[OBJECTIVE] Please copy the part of the listing that opens with the line containing "Practice step: locate the white belly" and closes with the line containing "(319, 1035)", offsetting every coordinate in the answers by 95. Keep the request lines unchanged.

Excerpts from a point labeling dataset
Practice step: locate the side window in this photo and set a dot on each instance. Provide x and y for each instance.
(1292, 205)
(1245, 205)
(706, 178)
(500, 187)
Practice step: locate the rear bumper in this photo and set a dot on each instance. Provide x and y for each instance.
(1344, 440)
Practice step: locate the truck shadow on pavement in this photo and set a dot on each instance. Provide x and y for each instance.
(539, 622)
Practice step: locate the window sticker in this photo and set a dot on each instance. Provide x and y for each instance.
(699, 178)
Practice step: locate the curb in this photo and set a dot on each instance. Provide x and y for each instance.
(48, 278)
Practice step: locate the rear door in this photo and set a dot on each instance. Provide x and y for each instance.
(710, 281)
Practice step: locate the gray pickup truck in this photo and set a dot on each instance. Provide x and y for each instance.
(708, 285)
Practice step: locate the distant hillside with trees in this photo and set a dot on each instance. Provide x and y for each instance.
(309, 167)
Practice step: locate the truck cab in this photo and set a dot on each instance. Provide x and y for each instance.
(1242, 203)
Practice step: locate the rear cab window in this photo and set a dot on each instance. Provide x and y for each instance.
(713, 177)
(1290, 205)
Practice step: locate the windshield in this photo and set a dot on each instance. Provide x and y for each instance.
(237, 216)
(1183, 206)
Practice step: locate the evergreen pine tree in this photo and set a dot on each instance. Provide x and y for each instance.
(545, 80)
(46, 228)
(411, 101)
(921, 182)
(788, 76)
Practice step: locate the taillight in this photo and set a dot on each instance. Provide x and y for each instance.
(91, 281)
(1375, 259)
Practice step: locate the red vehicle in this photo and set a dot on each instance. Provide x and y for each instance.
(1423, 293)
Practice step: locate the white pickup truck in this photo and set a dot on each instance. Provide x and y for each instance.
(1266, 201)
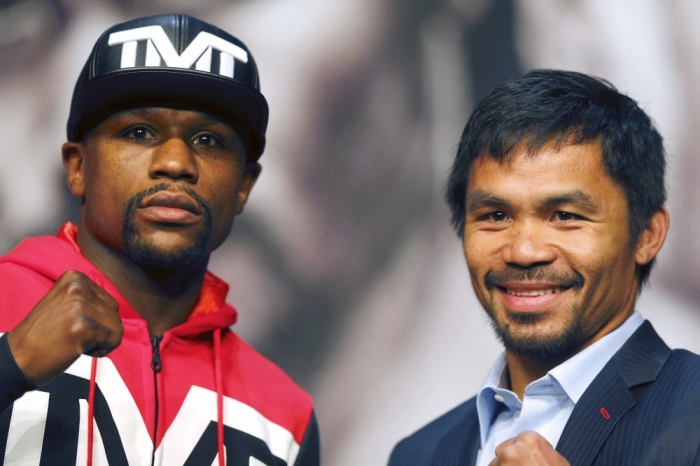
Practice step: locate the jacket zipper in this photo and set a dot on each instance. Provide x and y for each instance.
(157, 366)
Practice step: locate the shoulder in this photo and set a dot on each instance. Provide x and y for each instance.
(268, 389)
(419, 448)
(682, 372)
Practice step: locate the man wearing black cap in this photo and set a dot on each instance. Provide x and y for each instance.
(166, 127)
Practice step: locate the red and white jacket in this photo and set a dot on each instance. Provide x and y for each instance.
(197, 396)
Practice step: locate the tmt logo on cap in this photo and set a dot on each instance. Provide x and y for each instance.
(159, 47)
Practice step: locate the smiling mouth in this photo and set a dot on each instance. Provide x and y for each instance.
(540, 292)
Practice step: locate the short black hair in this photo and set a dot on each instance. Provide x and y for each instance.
(566, 106)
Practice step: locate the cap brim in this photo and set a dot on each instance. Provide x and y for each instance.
(177, 87)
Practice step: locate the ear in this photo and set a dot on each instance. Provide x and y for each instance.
(652, 238)
(74, 163)
(251, 172)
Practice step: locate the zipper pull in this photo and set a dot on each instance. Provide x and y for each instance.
(156, 365)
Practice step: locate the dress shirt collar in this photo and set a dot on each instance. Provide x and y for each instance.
(573, 375)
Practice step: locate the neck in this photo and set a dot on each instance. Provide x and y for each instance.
(163, 298)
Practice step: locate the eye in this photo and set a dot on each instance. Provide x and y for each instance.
(565, 216)
(138, 133)
(207, 140)
(497, 216)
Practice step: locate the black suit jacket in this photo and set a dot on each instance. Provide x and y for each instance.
(642, 409)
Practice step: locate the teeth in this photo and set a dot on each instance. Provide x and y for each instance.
(534, 292)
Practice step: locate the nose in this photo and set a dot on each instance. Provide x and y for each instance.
(174, 159)
(529, 246)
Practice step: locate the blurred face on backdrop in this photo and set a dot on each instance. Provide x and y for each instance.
(160, 185)
(548, 248)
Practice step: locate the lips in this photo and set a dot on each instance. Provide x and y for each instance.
(172, 200)
(540, 291)
(171, 208)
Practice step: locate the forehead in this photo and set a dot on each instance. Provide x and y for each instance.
(167, 113)
(550, 171)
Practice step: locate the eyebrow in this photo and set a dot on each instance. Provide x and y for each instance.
(480, 198)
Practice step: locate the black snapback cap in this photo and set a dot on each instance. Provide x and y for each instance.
(172, 61)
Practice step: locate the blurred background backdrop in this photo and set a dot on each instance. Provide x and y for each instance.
(343, 267)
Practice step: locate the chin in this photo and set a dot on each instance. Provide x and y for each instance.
(527, 335)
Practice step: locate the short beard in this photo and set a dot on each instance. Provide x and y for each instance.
(545, 348)
(146, 255)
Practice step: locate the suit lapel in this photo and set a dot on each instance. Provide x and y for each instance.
(460, 445)
(610, 395)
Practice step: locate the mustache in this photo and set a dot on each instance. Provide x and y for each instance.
(541, 274)
(136, 200)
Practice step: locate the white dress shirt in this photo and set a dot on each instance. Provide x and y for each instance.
(548, 401)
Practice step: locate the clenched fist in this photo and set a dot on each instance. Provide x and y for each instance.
(529, 448)
(75, 317)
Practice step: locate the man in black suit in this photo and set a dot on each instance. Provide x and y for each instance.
(557, 192)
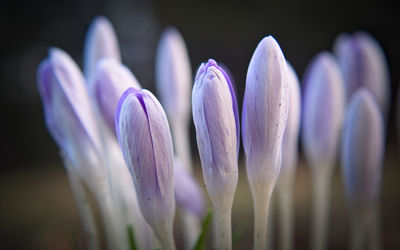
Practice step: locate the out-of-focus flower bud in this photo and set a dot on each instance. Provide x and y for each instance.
(188, 193)
(265, 110)
(363, 64)
(173, 74)
(70, 117)
(215, 117)
(363, 148)
(323, 110)
(101, 42)
(110, 81)
(144, 135)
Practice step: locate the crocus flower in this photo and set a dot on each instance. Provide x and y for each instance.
(363, 63)
(216, 120)
(291, 135)
(110, 80)
(101, 42)
(173, 82)
(69, 115)
(265, 109)
(173, 74)
(289, 162)
(71, 120)
(323, 107)
(144, 135)
(362, 155)
(362, 161)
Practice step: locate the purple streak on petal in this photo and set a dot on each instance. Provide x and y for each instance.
(210, 63)
(243, 118)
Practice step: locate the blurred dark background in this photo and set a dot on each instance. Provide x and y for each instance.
(31, 174)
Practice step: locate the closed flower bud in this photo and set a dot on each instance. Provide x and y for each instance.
(188, 193)
(363, 64)
(265, 110)
(173, 74)
(215, 118)
(111, 79)
(363, 148)
(291, 135)
(69, 115)
(144, 135)
(323, 108)
(101, 42)
(264, 117)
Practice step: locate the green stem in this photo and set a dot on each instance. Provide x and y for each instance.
(321, 181)
(224, 230)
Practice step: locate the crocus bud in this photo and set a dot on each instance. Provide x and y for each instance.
(323, 108)
(144, 135)
(265, 110)
(291, 135)
(216, 120)
(363, 148)
(69, 115)
(188, 193)
(264, 117)
(363, 63)
(173, 74)
(101, 42)
(111, 79)
(215, 117)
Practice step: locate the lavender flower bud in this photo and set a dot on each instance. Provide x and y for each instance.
(69, 115)
(363, 63)
(144, 135)
(217, 130)
(188, 193)
(173, 74)
(101, 42)
(265, 110)
(323, 107)
(363, 148)
(111, 79)
(291, 135)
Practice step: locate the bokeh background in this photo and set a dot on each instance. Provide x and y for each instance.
(37, 210)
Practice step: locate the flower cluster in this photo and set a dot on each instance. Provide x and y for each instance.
(132, 152)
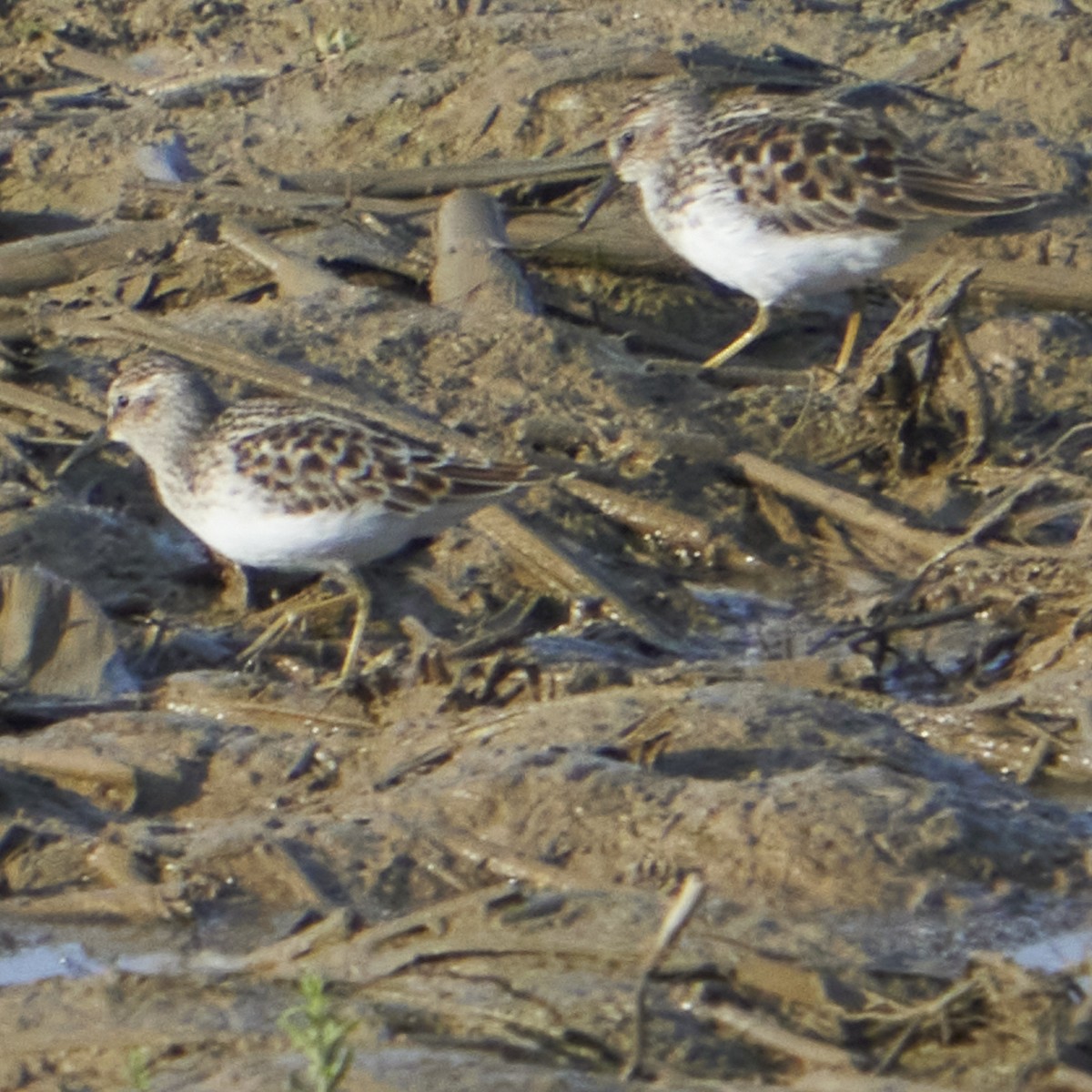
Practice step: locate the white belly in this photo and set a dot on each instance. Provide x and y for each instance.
(316, 541)
(726, 243)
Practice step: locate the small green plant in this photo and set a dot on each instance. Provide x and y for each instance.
(140, 1076)
(319, 1035)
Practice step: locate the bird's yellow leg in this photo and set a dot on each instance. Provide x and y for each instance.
(849, 343)
(753, 331)
(354, 583)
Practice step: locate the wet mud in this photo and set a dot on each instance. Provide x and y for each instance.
(751, 745)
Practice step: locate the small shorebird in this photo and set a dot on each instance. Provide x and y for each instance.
(785, 197)
(284, 485)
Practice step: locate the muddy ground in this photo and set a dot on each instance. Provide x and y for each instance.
(811, 649)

[ANSWER IN FULL]
Practice step: locate the white belly in this photo and set a dot on each instance. Provide x and y for each instance.
(411, 636)
(821, 338)
Practice step: locate the small green plant in this photo and set a dot on each instance. Provide x and y for each instance.
(235, 1171)
(414, 1130)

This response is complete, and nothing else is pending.